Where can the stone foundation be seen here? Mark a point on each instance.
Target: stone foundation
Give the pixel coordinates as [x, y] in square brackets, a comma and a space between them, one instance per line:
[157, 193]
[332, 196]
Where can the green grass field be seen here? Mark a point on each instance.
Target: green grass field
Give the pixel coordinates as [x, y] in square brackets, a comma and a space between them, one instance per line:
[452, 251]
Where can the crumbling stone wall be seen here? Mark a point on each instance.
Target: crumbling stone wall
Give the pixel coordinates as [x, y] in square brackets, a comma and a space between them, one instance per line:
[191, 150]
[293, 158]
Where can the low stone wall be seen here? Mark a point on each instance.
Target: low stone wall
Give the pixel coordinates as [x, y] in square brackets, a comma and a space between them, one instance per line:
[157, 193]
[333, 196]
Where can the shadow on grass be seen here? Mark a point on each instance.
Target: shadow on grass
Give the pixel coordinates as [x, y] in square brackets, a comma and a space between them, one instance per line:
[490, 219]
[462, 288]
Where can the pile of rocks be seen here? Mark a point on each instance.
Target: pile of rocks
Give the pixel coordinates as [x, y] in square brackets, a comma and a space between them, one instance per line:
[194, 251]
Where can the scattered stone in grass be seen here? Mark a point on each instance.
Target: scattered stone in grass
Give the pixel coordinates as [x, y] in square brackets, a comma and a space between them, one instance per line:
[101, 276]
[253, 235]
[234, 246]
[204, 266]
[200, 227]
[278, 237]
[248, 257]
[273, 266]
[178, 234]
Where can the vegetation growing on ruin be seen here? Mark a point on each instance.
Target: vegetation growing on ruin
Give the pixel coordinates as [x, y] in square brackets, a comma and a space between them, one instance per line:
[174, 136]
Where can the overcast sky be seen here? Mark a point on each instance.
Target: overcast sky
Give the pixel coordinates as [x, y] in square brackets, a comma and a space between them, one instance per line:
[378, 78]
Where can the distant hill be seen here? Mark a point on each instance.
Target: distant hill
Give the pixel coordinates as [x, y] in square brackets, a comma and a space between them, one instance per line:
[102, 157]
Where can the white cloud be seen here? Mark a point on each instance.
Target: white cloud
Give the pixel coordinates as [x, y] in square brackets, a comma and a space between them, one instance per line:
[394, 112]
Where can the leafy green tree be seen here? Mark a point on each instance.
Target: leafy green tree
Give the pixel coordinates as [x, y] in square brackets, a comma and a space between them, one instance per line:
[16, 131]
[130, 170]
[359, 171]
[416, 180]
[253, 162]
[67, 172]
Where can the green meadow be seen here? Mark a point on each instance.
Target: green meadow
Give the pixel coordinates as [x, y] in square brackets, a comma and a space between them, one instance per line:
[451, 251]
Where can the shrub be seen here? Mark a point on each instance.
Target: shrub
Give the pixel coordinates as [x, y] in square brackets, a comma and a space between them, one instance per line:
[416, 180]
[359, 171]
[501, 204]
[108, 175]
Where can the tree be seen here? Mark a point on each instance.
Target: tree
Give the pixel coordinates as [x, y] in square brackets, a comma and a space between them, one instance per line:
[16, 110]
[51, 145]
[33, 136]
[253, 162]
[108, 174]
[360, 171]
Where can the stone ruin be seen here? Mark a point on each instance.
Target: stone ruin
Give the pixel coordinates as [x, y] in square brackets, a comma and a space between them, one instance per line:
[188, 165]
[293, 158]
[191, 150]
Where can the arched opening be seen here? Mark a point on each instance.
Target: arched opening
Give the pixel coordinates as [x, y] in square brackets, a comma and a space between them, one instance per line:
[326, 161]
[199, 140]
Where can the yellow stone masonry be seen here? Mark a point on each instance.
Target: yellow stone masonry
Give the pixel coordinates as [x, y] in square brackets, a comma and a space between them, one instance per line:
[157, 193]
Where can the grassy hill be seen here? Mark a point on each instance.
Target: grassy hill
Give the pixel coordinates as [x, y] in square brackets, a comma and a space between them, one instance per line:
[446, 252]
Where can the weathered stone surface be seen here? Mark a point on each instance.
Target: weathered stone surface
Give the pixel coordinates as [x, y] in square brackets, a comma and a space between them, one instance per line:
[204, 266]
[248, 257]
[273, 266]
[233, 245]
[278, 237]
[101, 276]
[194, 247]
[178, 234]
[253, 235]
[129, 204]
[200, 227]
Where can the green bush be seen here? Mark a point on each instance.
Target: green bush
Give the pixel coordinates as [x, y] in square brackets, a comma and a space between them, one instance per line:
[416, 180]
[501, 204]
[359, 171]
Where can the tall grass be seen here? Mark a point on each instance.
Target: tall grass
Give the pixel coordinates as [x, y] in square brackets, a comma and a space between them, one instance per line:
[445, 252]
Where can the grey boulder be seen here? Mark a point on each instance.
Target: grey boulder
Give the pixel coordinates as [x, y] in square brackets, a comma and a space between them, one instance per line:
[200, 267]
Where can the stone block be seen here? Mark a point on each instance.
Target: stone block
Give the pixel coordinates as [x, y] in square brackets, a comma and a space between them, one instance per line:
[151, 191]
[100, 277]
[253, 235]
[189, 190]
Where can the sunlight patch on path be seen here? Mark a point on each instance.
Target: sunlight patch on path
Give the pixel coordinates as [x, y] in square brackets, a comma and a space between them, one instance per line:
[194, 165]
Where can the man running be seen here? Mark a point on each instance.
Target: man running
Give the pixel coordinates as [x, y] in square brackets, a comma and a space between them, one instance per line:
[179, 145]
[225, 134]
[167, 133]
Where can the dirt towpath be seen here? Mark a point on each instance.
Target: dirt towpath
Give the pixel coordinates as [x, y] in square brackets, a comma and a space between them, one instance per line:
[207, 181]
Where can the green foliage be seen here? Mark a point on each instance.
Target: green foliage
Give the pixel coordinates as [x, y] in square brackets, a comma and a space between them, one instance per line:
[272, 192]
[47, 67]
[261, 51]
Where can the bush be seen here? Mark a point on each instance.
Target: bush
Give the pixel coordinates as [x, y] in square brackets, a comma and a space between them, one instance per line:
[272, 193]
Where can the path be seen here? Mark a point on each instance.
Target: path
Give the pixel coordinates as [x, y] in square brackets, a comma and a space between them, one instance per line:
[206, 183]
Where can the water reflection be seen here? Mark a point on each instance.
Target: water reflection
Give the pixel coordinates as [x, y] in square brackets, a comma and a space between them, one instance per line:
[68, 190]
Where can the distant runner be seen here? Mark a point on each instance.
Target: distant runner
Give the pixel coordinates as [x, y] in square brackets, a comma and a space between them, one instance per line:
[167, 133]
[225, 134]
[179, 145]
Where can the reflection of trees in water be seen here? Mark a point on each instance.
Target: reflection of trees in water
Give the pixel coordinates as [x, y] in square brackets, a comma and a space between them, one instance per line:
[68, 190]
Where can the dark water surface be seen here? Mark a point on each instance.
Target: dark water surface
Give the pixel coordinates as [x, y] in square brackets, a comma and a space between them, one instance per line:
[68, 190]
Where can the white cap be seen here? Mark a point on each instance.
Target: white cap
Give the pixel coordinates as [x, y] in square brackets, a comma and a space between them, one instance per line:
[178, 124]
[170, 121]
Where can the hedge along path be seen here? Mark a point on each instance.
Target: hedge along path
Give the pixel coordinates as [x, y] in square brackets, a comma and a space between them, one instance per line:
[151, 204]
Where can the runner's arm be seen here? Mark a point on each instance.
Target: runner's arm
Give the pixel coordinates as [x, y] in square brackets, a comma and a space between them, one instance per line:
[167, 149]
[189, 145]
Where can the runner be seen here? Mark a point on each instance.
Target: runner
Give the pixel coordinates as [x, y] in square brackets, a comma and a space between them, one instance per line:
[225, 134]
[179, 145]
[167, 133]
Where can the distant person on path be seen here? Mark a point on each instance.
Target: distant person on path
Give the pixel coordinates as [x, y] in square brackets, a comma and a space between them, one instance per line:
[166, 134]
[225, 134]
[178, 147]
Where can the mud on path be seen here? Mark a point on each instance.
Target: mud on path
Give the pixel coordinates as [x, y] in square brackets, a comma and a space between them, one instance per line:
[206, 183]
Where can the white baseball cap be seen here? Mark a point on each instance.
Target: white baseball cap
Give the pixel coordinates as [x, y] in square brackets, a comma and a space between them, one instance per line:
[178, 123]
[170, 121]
###
**GOAL:** Please rewrite the part that opens with the line containing "Where can the distant person" and closes with the last of the lines, swapping "path" for "trail" and changing nothing else.

**ANSWER TO THE EXERCISE:**
Where can the distant person on trail be seen here? Mark a point on each instance.
Target: distant person on trail
Give the pixel coordinates as [x, y] in square brackets, a comma and a space between them, one instance per line:
[166, 134]
[225, 134]
[178, 147]
Where can the mud on trail be seen here? Mark a point on each instance.
Target: mud on trail
Give the pixel coordinates as [x, y] in square brackets, a comma and a space between them, one instance per line:
[206, 183]
Where can the white baseball cap be seen here? Mark a point on each instance.
Target: white baseball cap
Give the pixel coordinates as [x, y] in square brackets, a comma and a space between them, one instance per line:
[178, 123]
[170, 121]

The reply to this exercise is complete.